• _TEXT PASSAGE_:
'''
For the past decade or more, not only is Linux Administration a rapidly growing field, it is one of the few in IT that is dramatically understaffed. One of the key factors holding back even more dramatic adoption of Linux in businesses (although it is important to note that it is, and has been, the dominant server operating system for a very long time now) is the lack of human resources needed to support it, not a lack of desire to move to it.
Linux tends to be used for the most demanding and critical workloads which makes the demand on Linux System Administrators even higher because there are fewer organic paths from "student" or "intern" or even other areas of IT into Linux. There tends to be a gap that is rather large between other roles and this one making it extra difficult for IT professionals to leap from existing experience into Linux.
Linux is one of the harder areas of IT, mostly because of the extremely high expectations put on administrators in this area culturally (most Windows peers are not expected to know a dozen OSes, move between them fluidly, interface to foreign systems, understand software development, script continuously, use development tools, understand DevOps, build their own tools, have no GUI fallback options, work at similar server densities, maintain the same degree of up to dateness, etc.) But it is also one with some of the best advantages. Jobs are plentiful, there is no rush to fill them from the employee side, salaries are among the best in the industry often 50% - 100% higher than peers in other roles, highly mobile, very rewording and perfect for flexible work options as, unlike systems with GUIs or physical components, Linux itself would never have an intrinsic needs for workers to be local to the devices (unlike, say, networking roles.)
Linux is, has been and is projected to be the glorious IT land of opportunity for a very long time to come. Changes in the industry like moving to cloud computing, hosted systems, virtualization, high availability, scale out storage and more are all factors that favour the power, cost and licensing flexibility of the Linux ecosystem.
'''
• _SET PROBLEM_: From the Linux administration passage above, pull out the part between "For the past" and "move to it.", inclusive, word for word.

• _RECORD LIST_:
'''
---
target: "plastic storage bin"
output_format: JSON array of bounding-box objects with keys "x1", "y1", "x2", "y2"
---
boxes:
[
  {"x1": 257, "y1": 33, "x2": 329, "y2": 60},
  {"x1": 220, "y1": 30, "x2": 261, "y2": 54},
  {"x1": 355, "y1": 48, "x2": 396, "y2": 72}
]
'''
• _WRITTEN ANSWER_:
For the past decade or more, not only is Linux Administration a rapidly growing field, it is one of the few in IT that is dramatically understaffed. One of the key factors holding back even more dramatic adoption of Linux in businesses (although it is important to note that it is, and has been, the dominant server operating system for a very long time now) is the lack of human resources needed to support it, not a lack of desire to move to it.